[GOAL OF THE EXERCISE] Copy out all the lines of the data precisely, omitting any pictures.
BEGIN RECORDS TO USE
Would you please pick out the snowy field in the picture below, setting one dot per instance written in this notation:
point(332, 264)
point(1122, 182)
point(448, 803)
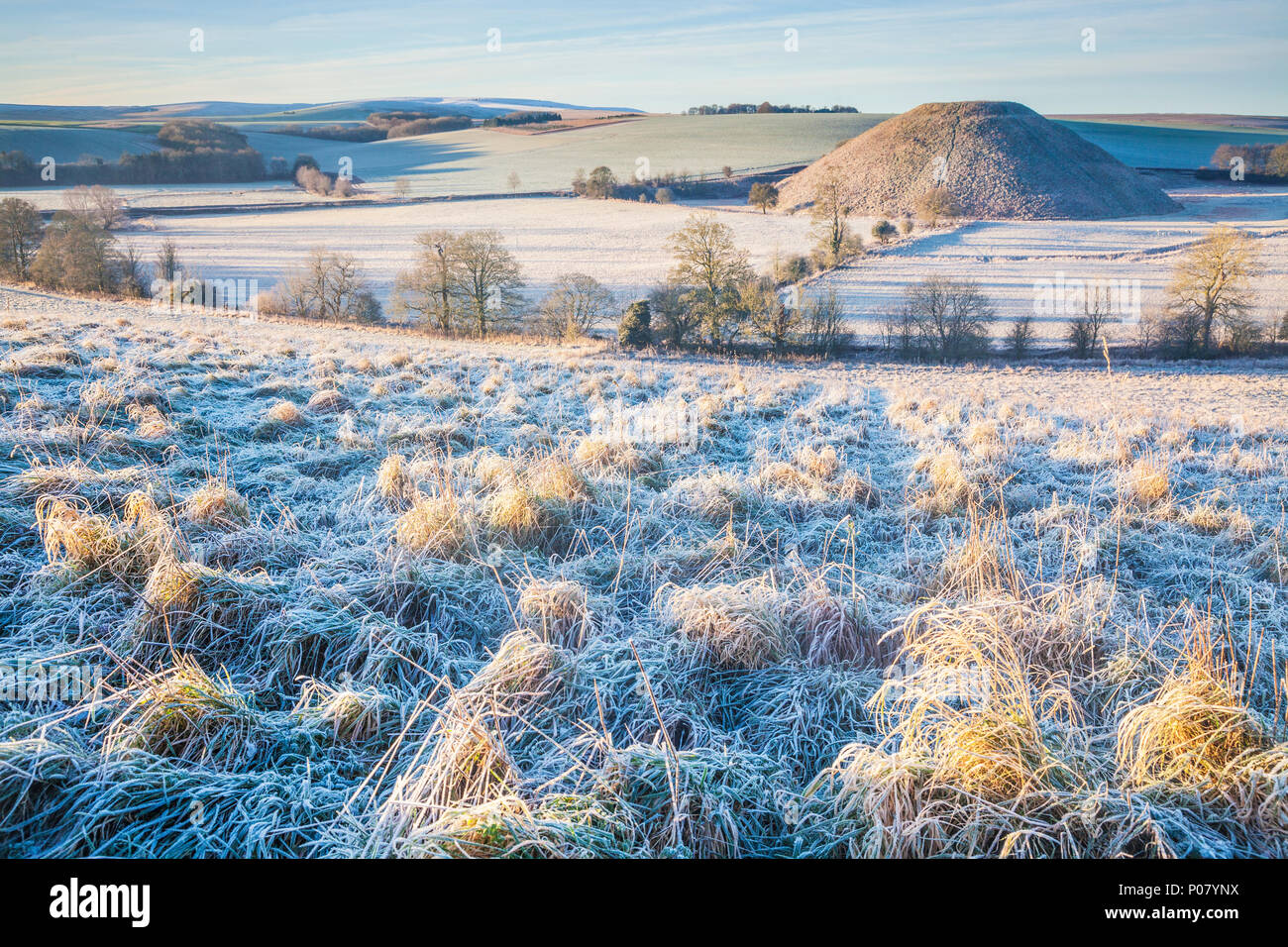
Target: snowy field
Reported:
point(623, 245)
point(1009, 258)
point(480, 159)
point(618, 243)
point(353, 591)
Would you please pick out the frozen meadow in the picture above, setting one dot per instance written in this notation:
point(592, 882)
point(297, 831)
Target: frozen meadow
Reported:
point(352, 591)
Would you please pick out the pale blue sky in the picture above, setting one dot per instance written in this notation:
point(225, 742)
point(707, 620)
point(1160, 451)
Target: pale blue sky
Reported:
point(1175, 55)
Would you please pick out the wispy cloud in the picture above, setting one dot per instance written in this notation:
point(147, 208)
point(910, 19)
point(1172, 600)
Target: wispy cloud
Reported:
point(1175, 55)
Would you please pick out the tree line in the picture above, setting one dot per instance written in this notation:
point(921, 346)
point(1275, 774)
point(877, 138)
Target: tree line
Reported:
point(765, 108)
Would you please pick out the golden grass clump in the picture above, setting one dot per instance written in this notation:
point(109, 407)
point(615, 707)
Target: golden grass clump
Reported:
point(1196, 732)
point(150, 423)
point(732, 625)
point(515, 512)
point(823, 464)
point(184, 714)
point(82, 540)
point(829, 628)
point(393, 480)
point(558, 611)
point(1146, 483)
point(286, 412)
point(217, 504)
point(329, 402)
point(613, 455)
point(352, 716)
point(555, 479)
point(437, 525)
point(948, 488)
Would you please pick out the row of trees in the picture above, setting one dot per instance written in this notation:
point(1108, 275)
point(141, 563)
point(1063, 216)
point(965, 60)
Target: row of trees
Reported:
point(1258, 159)
point(764, 108)
point(1210, 308)
point(76, 252)
point(381, 125)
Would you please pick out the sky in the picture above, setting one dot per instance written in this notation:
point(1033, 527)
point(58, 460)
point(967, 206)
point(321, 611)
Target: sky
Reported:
point(1173, 55)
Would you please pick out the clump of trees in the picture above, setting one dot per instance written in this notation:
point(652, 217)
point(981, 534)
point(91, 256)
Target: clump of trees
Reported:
point(317, 182)
point(1260, 161)
point(763, 196)
point(883, 231)
point(193, 151)
point(634, 330)
point(21, 230)
point(938, 204)
point(941, 320)
point(600, 184)
point(713, 299)
point(578, 304)
point(764, 108)
point(77, 253)
point(329, 286)
point(833, 243)
point(462, 283)
point(520, 119)
point(1210, 298)
point(1085, 330)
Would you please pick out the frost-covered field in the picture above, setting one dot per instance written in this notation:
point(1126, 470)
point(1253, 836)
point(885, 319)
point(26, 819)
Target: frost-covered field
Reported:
point(477, 161)
point(360, 592)
point(1008, 258)
point(621, 244)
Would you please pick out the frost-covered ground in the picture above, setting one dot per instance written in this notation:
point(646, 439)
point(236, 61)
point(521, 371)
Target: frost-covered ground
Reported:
point(1009, 258)
point(623, 245)
point(352, 591)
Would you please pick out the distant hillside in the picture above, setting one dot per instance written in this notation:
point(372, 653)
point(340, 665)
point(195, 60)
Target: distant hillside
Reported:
point(999, 158)
point(355, 108)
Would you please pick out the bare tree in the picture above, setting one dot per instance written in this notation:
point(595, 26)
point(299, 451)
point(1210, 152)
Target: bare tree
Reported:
point(936, 204)
point(1085, 330)
point(673, 320)
point(1211, 287)
point(831, 214)
point(330, 286)
point(763, 196)
point(768, 315)
point(429, 287)
point(711, 265)
point(97, 204)
point(575, 305)
point(824, 320)
point(78, 256)
point(167, 261)
point(488, 279)
point(952, 316)
point(21, 228)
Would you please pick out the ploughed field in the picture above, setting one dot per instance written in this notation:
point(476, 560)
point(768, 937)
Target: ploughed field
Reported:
point(360, 592)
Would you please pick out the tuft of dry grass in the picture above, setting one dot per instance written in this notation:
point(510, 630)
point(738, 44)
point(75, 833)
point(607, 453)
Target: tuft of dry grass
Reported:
point(393, 480)
point(558, 611)
point(1146, 482)
point(187, 715)
point(217, 504)
point(439, 526)
point(286, 412)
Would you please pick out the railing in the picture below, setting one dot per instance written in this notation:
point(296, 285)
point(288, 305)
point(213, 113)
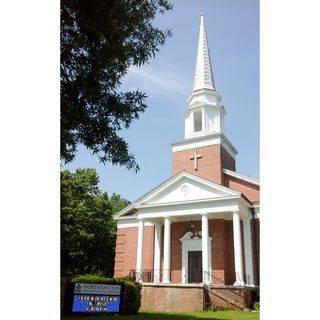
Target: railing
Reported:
point(216, 278)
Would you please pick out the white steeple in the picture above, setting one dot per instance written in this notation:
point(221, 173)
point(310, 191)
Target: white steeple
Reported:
point(205, 115)
point(203, 77)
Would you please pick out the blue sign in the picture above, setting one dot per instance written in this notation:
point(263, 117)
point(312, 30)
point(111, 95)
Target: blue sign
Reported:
point(93, 298)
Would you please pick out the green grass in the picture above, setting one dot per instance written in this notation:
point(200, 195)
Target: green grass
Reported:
point(150, 315)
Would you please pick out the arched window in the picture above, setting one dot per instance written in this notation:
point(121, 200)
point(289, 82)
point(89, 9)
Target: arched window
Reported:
point(197, 120)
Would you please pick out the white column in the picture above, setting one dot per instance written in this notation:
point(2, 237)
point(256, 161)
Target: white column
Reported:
point(139, 250)
point(248, 251)
point(205, 245)
point(156, 255)
point(166, 250)
point(237, 249)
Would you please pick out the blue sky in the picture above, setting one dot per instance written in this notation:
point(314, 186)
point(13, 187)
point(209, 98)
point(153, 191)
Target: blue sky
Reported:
point(233, 34)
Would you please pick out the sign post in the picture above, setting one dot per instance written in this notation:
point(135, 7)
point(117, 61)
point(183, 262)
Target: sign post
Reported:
point(96, 298)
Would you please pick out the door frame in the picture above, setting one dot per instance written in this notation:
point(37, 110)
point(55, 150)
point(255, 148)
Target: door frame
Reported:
point(192, 244)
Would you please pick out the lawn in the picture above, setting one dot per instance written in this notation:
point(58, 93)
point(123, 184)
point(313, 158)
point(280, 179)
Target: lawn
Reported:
point(149, 315)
END RECORDS TO USE
[SOLUTION]
Would you please pick out the snowy field in the picture below, setting one dot per instance written in this notation:
point(332, 264)
point(1122, 182)
point(448, 803)
Target: snowy field
Reported:
point(623, 245)
point(1009, 258)
point(480, 159)
point(618, 243)
point(353, 591)
Would you please pick out the frozen meadow in the picture above, setting one dot per instance written in this notation:
point(592, 882)
point(297, 831)
Target: frozen meadow
Reported:
point(352, 591)
Would you please pick out the pale blue sky in the picture above, setting one dot per instance written in this notation:
point(225, 742)
point(707, 620)
point(1160, 451)
Target: pale blue sky
Reported:
point(1175, 55)
Would you please pick out the wispy cloud in the picture above, setting one dot per instance written in this notation:
point(147, 208)
point(910, 19)
point(1172, 600)
Target: wispy cloud
Reported:
point(1175, 55)
Would you please pick out the tree line in the picture above, setting one dot per instance written in this notation:
point(921, 346)
point(1275, 774)
point(877, 138)
Target: tree line
Reported:
point(765, 108)
Would you please pick out the golden grass clump in the picture above, setting one dot per instance written in this notation:
point(109, 407)
point(615, 707)
Target: golden grass clump
Reported:
point(1196, 732)
point(150, 423)
point(732, 625)
point(515, 512)
point(823, 464)
point(184, 714)
point(82, 540)
point(829, 628)
point(393, 480)
point(558, 611)
point(1146, 483)
point(286, 412)
point(217, 504)
point(329, 402)
point(613, 455)
point(352, 716)
point(555, 479)
point(437, 525)
point(948, 488)
Would you please pick out the row of trees in the picture above, setting one dot per instance written in this notation:
point(1108, 275)
point(141, 563)
point(1063, 216)
point(965, 60)
Target: row of trees
Reported:
point(1258, 159)
point(764, 108)
point(1210, 308)
point(76, 252)
point(381, 125)
Would you please pick out the sky in the picture above, setting one dot per instance written in this notation:
point(1033, 527)
point(58, 460)
point(967, 206)
point(321, 611)
Target: sky
Reported:
point(1173, 55)
Would you please pick out the clump of trees in the picture above, setting one dot per instance written in this notation:
point(652, 217)
point(981, 534)
point(91, 256)
Target: clump of trees
Reported:
point(317, 182)
point(1260, 161)
point(763, 196)
point(883, 231)
point(193, 151)
point(634, 330)
point(21, 230)
point(938, 204)
point(941, 320)
point(600, 184)
point(713, 299)
point(578, 304)
point(764, 108)
point(77, 253)
point(329, 286)
point(833, 243)
point(462, 283)
point(520, 119)
point(1210, 298)
point(1085, 330)
Would you please pick out the frost-covered field in the picture above, setting one dot per instance written in this notation:
point(1126, 470)
point(1253, 836)
point(885, 319)
point(26, 819)
Target: frost-covered field
Reported:
point(477, 161)
point(360, 592)
point(1008, 258)
point(621, 244)
Would you please pick out the frost-covered ground in the picture above, setting one dot per instance written in this notation:
point(646, 439)
point(236, 61)
point(521, 371)
Target: frost-covered ground
Reported:
point(1009, 258)
point(623, 245)
point(352, 591)
Would you please pick out the distant hillside in the picture above, setting one dot per instance written in this notation:
point(372, 653)
point(340, 665)
point(195, 60)
Target: distant hillside
Reported:
point(999, 158)
point(355, 108)
Would you please pick out the bare tree in the picture above, setting one dot per instance written in this notation:
point(595, 26)
point(299, 451)
point(1210, 152)
Target: bare tree
Reported:
point(936, 204)
point(1085, 330)
point(673, 320)
point(1211, 287)
point(831, 214)
point(330, 286)
point(763, 196)
point(768, 315)
point(429, 287)
point(711, 265)
point(97, 204)
point(575, 305)
point(824, 320)
point(78, 256)
point(167, 261)
point(488, 279)
point(952, 316)
point(21, 228)
Would you please pick out the ploughed field in the picture above, setting one dot per instance written in this notation:
point(476, 560)
point(768, 937)
Target: ploughed field
Reported:
point(360, 592)
Would you please pick out the tuft of dry grass in the picture above, setting one dot per instance written in this notation:
point(510, 630)
point(738, 44)
point(75, 833)
point(607, 453)
Target: tuft of dry grass
Reported:
point(393, 480)
point(558, 611)
point(1146, 482)
point(187, 715)
point(217, 504)
point(439, 526)
point(286, 412)
Would you please pick out the railing in the picture below, setting one dot per instance written in this notation:
point(296, 285)
point(288, 305)
point(213, 113)
Target: railing
Reported:
point(216, 278)
Would you please pick out the white steeple in the picture above, setting one dot per instance written in this notation:
point(221, 173)
point(310, 191)
Target: white steeple
Reported:
point(205, 115)
point(203, 77)
Would you please pick out the blue sign in the picture above, setting one dot per instance written in this notation:
point(263, 117)
point(312, 30)
point(111, 95)
Target: blue sign
Reported:
point(93, 298)
Would you please pick out the green grass in the picture above, setting one dot per instance written in this notation:
point(200, 195)
Target: green grass
Reported:
point(150, 315)
Would you please pick out the arched window in the picture above, setting one dot per instance written in this notation:
point(121, 200)
point(289, 82)
point(89, 9)
Target: arched window
Reported:
point(197, 120)
Would you please pick out the white column in the picture above, setting one dot per instance written in this notation:
point(2, 237)
point(256, 161)
Target: white column
Reported:
point(139, 250)
point(248, 251)
point(205, 245)
point(156, 255)
point(166, 250)
point(237, 249)
Would you please pick out the blue sky in the picture above, setting one dot per instance written in this notation:
point(314, 186)
point(13, 187)
point(209, 98)
point(153, 191)
Target: blue sky
Reported:
point(233, 34)
Would you please pick out the sign post in the picture above, setting one dot per instance written in this notation:
point(135, 7)
point(117, 61)
point(183, 262)
Target: sign post
Reported:
point(96, 298)
Would you please pick out the door frame in the picture above, setting one dot per instance written in this notation:
point(37, 110)
point(55, 150)
point(255, 148)
Target: door frame
Reported:
point(192, 244)
Would you please pick out the lawn in the picture above, setting one dot per instance written in this notation:
point(58, 93)
point(123, 184)
point(313, 158)
point(280, 179)
Target: lawn
Reported:
point(149, 315)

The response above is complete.